● PROBLEM TO SOLVE
Render as a Markdown table the lines from the one containing "Practice. Locate the hooded" through the one containing "451), (621, 581)]", inclusive. Use the columns Nr and Line, number each line in sequence, and omit any blank lines.

Start of EXCERPTED RECORDS

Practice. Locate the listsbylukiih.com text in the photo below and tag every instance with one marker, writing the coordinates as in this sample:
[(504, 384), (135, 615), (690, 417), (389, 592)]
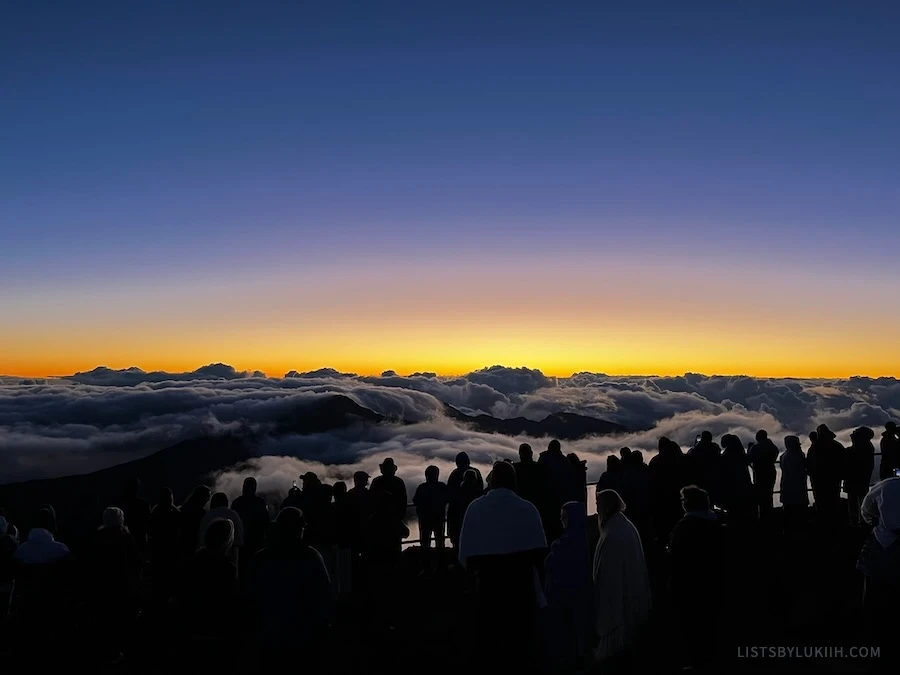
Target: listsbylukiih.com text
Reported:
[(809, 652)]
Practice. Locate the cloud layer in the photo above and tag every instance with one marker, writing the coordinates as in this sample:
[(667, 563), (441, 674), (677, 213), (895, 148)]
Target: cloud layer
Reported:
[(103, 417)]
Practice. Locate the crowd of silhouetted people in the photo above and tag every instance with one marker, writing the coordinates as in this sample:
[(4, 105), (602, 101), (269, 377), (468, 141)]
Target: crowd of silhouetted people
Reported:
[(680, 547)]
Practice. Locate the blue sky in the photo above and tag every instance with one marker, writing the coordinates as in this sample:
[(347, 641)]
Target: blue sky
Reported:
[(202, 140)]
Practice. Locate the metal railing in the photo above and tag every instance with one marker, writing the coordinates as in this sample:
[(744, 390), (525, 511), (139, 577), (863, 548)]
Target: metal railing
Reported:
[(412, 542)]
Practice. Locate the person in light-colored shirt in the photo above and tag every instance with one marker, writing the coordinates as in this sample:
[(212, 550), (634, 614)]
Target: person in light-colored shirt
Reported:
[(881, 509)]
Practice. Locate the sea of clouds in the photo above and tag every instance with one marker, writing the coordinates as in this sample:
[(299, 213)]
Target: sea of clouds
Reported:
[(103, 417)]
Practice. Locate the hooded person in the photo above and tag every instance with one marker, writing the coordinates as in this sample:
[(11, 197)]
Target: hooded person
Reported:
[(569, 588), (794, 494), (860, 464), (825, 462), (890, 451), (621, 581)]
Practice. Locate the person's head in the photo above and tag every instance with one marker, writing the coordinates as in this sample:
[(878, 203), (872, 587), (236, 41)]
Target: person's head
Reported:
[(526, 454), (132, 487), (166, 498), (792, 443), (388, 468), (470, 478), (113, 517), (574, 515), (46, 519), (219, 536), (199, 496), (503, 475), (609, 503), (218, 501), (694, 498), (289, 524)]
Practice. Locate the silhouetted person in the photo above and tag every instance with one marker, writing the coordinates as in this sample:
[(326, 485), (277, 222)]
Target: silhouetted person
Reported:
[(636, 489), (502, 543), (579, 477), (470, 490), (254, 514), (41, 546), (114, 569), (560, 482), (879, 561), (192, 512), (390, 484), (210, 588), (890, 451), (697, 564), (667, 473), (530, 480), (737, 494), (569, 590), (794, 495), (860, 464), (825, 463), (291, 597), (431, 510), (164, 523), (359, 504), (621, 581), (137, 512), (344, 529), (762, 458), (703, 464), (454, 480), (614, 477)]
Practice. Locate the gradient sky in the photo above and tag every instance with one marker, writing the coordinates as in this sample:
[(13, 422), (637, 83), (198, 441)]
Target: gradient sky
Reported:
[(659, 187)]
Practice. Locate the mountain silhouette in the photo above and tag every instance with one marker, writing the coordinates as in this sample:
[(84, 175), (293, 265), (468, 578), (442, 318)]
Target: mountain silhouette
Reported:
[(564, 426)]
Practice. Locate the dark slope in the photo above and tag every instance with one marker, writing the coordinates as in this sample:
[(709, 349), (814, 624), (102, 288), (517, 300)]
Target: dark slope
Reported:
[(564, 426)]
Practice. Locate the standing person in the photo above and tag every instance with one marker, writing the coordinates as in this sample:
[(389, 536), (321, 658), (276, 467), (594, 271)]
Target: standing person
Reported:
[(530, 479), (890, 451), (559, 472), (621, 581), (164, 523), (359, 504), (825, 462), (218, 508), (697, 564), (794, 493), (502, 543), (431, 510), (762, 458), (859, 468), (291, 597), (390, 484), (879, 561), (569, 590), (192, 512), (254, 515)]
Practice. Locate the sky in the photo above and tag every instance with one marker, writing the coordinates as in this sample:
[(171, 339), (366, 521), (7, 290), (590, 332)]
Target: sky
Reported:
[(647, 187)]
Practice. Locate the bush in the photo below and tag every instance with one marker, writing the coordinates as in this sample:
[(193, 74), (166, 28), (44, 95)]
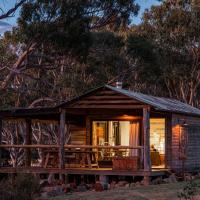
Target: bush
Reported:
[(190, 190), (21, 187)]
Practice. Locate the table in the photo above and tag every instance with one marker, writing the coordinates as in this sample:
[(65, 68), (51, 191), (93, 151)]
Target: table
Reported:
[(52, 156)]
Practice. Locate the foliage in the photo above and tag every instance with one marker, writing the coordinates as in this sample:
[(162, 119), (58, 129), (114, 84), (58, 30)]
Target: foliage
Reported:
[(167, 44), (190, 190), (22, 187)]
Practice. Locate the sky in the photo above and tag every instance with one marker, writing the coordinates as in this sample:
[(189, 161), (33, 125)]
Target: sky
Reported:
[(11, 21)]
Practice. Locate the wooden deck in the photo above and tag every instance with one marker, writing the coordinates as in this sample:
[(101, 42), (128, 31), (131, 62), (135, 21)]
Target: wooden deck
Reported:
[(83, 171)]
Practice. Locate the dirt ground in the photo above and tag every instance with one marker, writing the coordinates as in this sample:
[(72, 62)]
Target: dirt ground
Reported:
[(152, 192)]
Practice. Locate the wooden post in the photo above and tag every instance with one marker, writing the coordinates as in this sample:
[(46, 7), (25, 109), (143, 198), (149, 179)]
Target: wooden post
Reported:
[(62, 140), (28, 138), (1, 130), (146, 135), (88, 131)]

End of EXCERPTED RECORDS

● RESULT BELOW
| Nr | Line |
|---|---|
| 1 | Practice. Locate the hooded person in the photo above and tag every instance with one marker, writing the coordinates as in this sample: |
| 2 | [(11, 197)] |
| 3 | Target: hooded person |
| 4 | Reported: |
| 5 | [(569, 588), (794, 494), (860, 464), (825, 462), (890, 451), (621, 581)] |